▸ Goal
Count how many lines in the rows below contain the string "outstretched". Give only that number.

▸ Entries supplied
:::

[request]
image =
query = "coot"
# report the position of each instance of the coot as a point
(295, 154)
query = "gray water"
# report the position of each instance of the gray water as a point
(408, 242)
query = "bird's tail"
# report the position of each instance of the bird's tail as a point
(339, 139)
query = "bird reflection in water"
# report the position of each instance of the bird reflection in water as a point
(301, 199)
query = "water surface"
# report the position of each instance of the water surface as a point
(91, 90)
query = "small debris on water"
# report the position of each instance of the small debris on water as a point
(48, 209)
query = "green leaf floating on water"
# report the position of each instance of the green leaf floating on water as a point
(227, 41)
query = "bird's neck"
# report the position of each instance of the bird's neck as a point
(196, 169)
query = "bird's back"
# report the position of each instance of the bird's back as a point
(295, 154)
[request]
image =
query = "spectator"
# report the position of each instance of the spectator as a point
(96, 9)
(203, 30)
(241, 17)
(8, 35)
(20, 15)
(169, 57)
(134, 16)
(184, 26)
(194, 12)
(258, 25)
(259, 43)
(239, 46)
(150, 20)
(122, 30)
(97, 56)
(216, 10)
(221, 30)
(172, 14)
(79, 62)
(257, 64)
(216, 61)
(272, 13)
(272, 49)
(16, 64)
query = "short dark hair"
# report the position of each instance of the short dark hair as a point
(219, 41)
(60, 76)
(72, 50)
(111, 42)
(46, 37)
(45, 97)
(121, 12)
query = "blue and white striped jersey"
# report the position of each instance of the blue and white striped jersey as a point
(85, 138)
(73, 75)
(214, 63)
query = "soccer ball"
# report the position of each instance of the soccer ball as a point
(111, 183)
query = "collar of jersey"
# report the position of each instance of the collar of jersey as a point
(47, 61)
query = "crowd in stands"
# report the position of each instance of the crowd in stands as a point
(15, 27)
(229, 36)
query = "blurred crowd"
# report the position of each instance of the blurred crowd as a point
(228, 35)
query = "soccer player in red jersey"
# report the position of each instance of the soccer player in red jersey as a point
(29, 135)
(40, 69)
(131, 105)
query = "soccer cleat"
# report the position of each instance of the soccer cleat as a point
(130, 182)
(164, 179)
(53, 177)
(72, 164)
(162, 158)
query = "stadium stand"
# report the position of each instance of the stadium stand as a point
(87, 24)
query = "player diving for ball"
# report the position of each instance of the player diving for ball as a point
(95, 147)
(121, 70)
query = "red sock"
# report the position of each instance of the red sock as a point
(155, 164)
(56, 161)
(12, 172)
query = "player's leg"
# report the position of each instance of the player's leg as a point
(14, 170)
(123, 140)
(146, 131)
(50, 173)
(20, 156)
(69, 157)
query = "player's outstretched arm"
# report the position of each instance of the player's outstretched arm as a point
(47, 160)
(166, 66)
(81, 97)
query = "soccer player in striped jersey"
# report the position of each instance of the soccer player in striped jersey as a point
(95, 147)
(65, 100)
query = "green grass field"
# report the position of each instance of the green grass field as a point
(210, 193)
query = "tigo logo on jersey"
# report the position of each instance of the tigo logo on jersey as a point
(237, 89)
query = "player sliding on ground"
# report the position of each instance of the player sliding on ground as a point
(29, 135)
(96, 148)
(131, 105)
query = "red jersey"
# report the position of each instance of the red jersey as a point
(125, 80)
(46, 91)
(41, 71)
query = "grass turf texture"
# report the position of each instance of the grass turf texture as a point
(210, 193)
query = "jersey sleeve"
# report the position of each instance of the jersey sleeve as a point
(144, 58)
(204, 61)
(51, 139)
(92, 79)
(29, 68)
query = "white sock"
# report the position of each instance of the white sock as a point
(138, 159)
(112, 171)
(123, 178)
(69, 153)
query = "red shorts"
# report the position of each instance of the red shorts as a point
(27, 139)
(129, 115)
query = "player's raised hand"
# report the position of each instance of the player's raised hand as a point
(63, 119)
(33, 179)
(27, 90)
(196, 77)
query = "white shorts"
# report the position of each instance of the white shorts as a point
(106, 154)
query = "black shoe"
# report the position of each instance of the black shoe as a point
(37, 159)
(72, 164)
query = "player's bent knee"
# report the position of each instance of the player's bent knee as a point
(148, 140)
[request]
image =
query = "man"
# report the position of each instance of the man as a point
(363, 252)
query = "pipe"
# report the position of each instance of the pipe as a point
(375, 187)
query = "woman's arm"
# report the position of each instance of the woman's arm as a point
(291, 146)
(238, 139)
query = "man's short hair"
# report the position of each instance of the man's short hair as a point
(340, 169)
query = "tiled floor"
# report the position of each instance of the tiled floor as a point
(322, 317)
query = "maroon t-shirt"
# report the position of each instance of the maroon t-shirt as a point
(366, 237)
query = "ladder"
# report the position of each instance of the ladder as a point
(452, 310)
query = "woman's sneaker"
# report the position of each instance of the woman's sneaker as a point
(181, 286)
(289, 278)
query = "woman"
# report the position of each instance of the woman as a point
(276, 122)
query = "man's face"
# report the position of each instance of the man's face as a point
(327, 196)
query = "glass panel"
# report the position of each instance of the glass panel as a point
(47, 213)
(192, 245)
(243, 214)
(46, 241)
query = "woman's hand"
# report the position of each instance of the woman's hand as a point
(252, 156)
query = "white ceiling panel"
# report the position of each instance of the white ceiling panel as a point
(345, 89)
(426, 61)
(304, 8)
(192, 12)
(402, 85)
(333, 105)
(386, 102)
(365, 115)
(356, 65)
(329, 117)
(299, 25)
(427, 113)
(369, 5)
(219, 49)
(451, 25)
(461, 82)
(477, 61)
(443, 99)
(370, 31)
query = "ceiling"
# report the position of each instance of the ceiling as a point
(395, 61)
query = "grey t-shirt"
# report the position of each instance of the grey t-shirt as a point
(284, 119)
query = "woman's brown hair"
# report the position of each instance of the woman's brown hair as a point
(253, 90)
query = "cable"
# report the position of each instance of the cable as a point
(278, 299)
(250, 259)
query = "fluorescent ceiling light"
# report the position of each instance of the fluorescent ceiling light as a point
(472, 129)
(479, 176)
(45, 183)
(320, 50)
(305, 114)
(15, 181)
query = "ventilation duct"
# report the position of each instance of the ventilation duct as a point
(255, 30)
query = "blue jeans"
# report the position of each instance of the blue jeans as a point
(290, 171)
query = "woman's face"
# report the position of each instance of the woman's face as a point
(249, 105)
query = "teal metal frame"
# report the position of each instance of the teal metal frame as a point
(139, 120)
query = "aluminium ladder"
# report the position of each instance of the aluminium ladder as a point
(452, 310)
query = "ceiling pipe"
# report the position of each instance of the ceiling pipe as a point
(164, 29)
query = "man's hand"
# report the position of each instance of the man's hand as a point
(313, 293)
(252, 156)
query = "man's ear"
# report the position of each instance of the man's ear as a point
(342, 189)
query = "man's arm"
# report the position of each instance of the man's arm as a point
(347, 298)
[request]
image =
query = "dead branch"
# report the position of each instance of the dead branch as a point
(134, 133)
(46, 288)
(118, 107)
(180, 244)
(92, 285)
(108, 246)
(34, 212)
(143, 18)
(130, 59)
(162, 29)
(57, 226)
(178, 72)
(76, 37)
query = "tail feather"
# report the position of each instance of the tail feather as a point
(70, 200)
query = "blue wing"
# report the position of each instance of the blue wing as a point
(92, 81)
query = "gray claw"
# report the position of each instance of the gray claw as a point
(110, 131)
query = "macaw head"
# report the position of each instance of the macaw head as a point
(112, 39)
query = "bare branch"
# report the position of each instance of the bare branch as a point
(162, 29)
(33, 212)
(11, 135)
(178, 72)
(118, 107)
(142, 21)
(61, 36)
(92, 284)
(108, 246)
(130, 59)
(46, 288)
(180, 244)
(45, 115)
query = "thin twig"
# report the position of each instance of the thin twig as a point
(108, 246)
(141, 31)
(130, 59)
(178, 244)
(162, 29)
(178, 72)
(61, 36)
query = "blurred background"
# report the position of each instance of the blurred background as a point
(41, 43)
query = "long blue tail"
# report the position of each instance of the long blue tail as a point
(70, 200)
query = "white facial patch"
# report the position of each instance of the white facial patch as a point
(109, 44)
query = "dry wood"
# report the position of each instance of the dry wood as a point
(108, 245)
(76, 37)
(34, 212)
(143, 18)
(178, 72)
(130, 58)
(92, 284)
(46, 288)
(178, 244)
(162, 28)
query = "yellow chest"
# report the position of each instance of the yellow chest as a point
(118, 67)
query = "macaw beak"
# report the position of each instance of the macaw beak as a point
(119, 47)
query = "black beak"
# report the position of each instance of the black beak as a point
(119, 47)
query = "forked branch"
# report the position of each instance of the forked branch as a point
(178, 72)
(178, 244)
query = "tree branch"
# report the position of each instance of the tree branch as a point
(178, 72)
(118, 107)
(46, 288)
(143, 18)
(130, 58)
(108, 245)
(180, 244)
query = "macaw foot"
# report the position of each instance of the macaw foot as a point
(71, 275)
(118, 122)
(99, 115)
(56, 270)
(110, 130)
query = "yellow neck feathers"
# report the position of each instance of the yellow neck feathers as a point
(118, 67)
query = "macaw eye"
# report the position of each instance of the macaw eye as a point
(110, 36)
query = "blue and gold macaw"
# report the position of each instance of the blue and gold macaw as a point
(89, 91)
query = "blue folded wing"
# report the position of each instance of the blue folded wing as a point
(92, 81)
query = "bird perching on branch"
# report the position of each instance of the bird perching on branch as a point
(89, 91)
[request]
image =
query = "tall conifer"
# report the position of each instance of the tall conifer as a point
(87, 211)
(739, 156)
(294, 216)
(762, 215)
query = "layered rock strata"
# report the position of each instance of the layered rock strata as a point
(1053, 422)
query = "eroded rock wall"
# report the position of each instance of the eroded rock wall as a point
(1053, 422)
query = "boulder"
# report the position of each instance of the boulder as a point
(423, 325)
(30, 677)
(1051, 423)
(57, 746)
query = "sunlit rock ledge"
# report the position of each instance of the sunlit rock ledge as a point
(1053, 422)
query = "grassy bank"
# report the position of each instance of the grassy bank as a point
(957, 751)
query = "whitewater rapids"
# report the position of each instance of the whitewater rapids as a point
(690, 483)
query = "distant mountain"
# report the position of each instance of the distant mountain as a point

:::

▸ Response to this task
2